Exercise:
Answer these questions from the Elp1 abstract below:
(a) Which gene carries the mutation that causes familial dysautonomia?
(b) How many subunits make up the Elongator complex?
(c) According to the summary statement, patients with FD have a blunted response to which two conditions?

Source extract:
=== Section Start ===

Elp1 is required for development of visceral sensory peripheral and central circuitry

Abstract

AbstractCardiovascular instability and a blunted respiratory drive in hypoxic conditions, are hallmark features of the genetic sensory and autonomic neuropathy, familial dysautonomia (FD). FD results from a mutation in the gene ELP1, whose encoded protein is a scaffolding subunit of the six subunit Elongator complex. In mice, we and others have shown that Elp1 is essential for the normal development of neural crest derived-dorsal root ganglia (DRG) sensory neurons. Whether Elp1 is also required for development of ectodermal placode-derived visceral sensory receptors which are required for normal baroreception and chemosensory responses, has not been investigated. Using mouse models for FD, our data indicate that in fact the entire circuitry underlying baroreception and chemoreception is impaired due to a requirement for Elp1 not only in the visceral sensory neuron ganglia, but also for normal peripheral target innervation, and in their CNS synaptic partners in the medulla. Thus Elp1 is required in both placode- and neural crest-derived sensory neurons and its reduction aborts the normal development of neuronal circuitry essential for autonomic homeostasis and interoception.Summary statementDue to faulty afferent sensory signaling, patients with Familial dysautonomia (FD) have a diminished sensory arm of the baroreflex which would normally modulate blood pressure, and they have a blunted response to hypoxia and hypercapnia (Norcliffe-Kaufmann et al. 2010). Using mouse models for FD, we reveal here the underlying pathology which may underlie these severely impaired homeostatic reflex pathways in FD.

=== Section End ===

Data records:
=== Section Start ===

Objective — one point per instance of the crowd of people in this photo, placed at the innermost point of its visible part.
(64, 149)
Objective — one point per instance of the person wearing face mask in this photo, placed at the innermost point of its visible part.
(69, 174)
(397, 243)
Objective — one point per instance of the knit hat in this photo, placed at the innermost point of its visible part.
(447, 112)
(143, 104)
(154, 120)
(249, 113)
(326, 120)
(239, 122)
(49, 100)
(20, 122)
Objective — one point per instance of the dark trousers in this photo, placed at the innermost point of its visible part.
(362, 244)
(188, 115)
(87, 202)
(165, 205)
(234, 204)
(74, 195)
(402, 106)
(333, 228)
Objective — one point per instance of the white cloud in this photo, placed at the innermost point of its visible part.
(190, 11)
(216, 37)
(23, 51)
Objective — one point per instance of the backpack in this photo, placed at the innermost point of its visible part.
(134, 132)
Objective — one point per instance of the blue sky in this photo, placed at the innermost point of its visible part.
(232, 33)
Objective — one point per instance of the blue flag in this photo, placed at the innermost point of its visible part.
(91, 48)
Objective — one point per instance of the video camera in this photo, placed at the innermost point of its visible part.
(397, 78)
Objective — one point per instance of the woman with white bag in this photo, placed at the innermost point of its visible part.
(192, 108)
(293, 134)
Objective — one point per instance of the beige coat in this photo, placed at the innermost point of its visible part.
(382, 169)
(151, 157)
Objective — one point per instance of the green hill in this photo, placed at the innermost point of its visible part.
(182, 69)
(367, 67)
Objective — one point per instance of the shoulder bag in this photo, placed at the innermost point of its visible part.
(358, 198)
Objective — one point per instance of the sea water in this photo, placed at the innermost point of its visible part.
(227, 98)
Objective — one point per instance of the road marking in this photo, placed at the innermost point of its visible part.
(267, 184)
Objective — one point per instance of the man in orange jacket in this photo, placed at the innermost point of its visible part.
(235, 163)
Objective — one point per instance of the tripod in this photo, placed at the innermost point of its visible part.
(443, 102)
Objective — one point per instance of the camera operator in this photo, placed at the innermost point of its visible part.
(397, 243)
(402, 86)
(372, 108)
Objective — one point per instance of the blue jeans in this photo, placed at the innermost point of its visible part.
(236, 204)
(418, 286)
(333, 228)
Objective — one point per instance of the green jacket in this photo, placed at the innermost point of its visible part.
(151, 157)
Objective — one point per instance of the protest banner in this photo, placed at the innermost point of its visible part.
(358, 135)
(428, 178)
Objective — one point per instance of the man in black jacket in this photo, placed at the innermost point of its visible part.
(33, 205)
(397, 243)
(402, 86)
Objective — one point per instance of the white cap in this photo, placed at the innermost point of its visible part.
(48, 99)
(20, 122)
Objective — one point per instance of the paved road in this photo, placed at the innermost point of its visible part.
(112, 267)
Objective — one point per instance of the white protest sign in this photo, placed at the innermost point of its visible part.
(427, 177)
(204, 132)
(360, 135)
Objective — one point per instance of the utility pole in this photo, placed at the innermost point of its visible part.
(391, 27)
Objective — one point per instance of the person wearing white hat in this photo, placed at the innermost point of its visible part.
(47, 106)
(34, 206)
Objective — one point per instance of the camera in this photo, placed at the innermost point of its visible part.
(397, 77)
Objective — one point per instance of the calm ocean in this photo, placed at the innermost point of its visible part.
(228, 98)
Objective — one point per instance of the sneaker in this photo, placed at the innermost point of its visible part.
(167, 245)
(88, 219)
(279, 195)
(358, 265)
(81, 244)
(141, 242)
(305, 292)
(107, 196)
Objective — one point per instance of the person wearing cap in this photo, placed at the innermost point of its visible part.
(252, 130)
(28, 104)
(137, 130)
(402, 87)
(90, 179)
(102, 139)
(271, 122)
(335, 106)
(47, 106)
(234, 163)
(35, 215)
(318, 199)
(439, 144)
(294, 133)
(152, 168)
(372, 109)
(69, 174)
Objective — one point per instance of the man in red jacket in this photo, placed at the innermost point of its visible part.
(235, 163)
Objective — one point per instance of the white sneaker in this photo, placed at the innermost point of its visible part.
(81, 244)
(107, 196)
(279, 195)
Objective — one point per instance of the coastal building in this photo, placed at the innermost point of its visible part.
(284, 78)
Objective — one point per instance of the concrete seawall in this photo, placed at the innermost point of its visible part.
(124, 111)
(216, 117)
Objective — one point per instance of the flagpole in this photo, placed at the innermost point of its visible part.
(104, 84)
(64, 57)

=== Section End ===
=== Section Start ===

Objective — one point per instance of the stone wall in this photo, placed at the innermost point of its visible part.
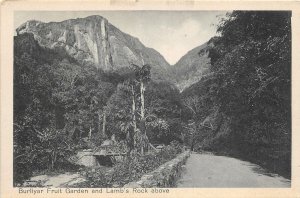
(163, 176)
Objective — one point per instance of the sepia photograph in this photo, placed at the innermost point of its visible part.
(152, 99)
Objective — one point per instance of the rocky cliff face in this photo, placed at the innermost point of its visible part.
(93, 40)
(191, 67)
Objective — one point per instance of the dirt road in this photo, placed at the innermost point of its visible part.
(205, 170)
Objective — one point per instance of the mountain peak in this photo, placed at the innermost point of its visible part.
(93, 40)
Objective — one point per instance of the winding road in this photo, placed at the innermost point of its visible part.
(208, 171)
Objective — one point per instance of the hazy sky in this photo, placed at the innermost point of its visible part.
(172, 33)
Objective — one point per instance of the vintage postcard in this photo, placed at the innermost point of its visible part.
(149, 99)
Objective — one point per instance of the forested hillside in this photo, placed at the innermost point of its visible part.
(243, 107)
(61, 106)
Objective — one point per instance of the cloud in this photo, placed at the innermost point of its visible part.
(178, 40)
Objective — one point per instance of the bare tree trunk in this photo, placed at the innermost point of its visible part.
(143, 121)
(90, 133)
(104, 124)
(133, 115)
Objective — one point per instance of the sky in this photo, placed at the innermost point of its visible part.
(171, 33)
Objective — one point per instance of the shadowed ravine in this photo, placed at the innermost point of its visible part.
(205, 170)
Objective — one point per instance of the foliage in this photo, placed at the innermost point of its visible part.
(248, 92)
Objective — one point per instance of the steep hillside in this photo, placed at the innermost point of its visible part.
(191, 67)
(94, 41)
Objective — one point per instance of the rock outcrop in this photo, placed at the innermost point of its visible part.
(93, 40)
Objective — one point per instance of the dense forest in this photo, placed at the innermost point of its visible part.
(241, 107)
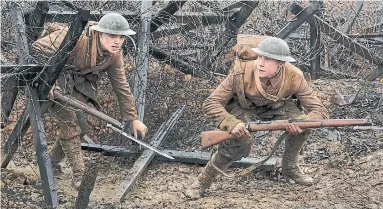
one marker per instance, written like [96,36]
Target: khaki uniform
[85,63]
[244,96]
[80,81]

=== Section End ===
=== Section Start ===

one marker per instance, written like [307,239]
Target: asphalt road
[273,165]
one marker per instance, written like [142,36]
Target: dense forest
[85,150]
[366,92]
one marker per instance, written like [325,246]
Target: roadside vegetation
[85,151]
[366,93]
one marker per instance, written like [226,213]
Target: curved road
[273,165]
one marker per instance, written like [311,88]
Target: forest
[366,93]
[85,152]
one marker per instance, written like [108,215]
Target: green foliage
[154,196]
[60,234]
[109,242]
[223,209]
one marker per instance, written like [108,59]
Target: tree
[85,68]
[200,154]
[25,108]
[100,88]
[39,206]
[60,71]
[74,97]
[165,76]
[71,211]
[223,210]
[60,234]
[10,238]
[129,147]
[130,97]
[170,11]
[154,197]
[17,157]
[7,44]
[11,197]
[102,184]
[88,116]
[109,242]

=== Section End ===

Exercise answer:
(a) ELP1
(b) Six
(c) Hypoxia and hypercapnia